Your task – The entries are to be duplicated exactly, with nothing left out.

Data for processing –
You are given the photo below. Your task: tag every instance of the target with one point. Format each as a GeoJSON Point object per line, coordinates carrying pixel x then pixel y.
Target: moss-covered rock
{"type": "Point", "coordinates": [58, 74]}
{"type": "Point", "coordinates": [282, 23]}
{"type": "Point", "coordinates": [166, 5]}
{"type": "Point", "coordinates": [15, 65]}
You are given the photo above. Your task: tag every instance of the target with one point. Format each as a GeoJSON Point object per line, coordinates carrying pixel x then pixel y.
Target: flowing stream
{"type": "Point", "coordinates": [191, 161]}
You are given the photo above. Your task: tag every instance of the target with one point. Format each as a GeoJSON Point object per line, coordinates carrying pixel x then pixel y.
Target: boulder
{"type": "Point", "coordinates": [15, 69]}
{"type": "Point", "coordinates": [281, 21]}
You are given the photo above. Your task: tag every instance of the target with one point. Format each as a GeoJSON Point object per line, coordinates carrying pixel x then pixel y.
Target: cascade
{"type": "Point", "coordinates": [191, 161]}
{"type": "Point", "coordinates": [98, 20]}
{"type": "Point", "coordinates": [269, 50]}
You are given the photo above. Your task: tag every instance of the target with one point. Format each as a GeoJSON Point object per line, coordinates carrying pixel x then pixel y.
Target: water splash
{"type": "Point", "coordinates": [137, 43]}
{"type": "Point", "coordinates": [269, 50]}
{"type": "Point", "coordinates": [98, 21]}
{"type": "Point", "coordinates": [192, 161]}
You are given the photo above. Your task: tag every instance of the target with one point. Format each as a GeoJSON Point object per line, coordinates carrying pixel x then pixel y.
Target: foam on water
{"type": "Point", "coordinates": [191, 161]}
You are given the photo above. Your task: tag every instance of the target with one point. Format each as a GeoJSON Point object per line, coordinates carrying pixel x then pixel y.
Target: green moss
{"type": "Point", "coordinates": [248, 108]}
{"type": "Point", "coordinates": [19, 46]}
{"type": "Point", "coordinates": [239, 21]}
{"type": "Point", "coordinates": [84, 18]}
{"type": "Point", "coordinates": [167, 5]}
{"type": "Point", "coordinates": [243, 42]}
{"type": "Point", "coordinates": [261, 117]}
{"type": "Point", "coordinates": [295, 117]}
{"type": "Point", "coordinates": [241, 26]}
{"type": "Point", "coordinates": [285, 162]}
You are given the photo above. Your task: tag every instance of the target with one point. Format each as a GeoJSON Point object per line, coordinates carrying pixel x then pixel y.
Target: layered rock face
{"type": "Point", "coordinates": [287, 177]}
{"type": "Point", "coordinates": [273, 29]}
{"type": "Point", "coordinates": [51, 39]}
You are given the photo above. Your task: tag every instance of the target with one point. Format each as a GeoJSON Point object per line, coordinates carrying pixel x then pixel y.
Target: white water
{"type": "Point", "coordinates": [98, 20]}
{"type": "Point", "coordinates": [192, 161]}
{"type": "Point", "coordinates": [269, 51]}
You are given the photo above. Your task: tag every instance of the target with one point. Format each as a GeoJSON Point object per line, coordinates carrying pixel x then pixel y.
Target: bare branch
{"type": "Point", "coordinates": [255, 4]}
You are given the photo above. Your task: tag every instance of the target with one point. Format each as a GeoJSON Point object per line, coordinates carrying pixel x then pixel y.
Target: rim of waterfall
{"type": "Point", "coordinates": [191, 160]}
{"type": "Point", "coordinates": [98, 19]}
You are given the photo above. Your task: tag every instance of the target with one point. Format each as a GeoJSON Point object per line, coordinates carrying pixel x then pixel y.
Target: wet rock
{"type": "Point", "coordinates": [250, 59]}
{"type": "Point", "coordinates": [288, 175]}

Your response –
You are given the photo below. Your task: tag every instance of the target with one point. Format each as a GeoJSON Point object per line, coordinates carrying pixel x then pixel y.
Target: moss-covered rock
{"type": "Point", "coordinates": [58, 74]}
{"type": "Point", "coordinates": [282, 23]}
{"type": "Point", "coordinates": [166, 5]}
{"type": "Point", "coordinates": [15, 65]}
You are given the photo above. Your task: tag every instance of the target with one point. Format each as a GeoJSON Point object per line, coordinates carrying pixel x then pixel y.
Target: flowing stream
{"type": "Point", "coordinates": [191, 161]}
You are given the photo above. Your task: tag every instance of the target with one point. Format each as a GeoJSON Point object per line, coordinates carrying pixel x then pixel y.
Target: boulder
{"type": "Point", "coordinates": [15, 69]}
{"type": "Point", "coordinates": [281, 21]}
You are given the photo above. Your task: tag every instance of the target with one point. Format each as a GeoJSON Point object per line, coordinates carrying pixel x then pixel y.
Target: cascade
{"type": "Point", "coordinates": [191, 161]}
{"type": "Point", "coordinates": [98, 20]}
{"type": "Point", "coordinates": [269, 50]}
You are given the photo above. Your task: tag every instance of the target with one point. Format each as a GeoJSON Point object per line, coordinates carrying pixel x then pixel y.
Target: water splash
{"type": "Point", "coordinates": [137, 43]}
{"type": "Point", "coordinates": [269, 50]}
{"type": "Point", "coordinates": [98, 21]}
{"type": "Point", "coordinates": [192, 161]}
You are given the photo above. Your task: tag every instance of the target with one point. Format each as a GeoJSON Point object per line, coordinates carrying pixel x then pixel y.
Target: foam on water
{"type": "Point", "coordinates": [191, 161]}
You are given the photo above. Your task: tag every instance of the target with one point. Format each as a GeoJSON Point object per line, coordinates carrying pixel x then pixel y.
Target: green moss
{"type": "Point", "coordinates": [248, 108]}
{"type": "Point", "coordinates": [19, 46]}
{"type": "Point", "coordinates": [239, 21]}
{"type": "Point", "coordinates": [84, 18]}
{"type": "Point", "coordinates": [167, 5]}
{"type": "Point", "coordinates": [243, 42]}
{"type": "Point", "coordinates": [261, 117]}
{"type": "Point", "coordinates": [295, 117]}
{"type": "Point", "coordinates": [241, 26]}
{"type": "Point", "coordinates": [285, 162]}
You are given the photo above. Your task: tag every instance of the target with one point. Format each as a GeoJSON Point object per line, coordinates carrying pixel x then pixel y.
Target: layered rock face
{"type": "Point", "coordinates": [287, 177]}
{"type": "Point", "coordinates": [273, 29]}
{"type": "Point", "coordinates": [51, 39]}
You are given the photo above. Your task: tag every instance of the target with one point. Format each as a GeoJSON Point object per line, coordinates carrying pixel x then pixel y.
Target: white water
{"type": "Point", "coordinates": [98, 20]}
{"type": "Point", "coordinates": [192, 161]}
{"type": "Point", "coordinates": [269, 51]}
You are given the photo above. Your task: tag every instance of the target with one point. Format each as a GeoJSON Point object per line, coordinates carrying pixel x then pixel y.
Target: bare branch
{"type": "Point", "coordinates": [255, 4]}
You are given the photo above. Your task: tag every instance of the target with one point. Format each as a GeoJSON Point object per line, coordinates carrying pixel x then pixel y.
Target: rim of waterfall
{"type": "Point", "coordinates": [191, 160]}
{"type": "Point", "coordinates": [98, 19]}
You are given the photo above. Your task: tag every instance of the target with one point. Format each as a GeoJSON Point object per line, coordinates carrying pixel x then pixel y.
Target: wet rock
{"type": "Point", "coordinates": [250, 59]}
{"type": "Point", "coordinates": [288, 175]}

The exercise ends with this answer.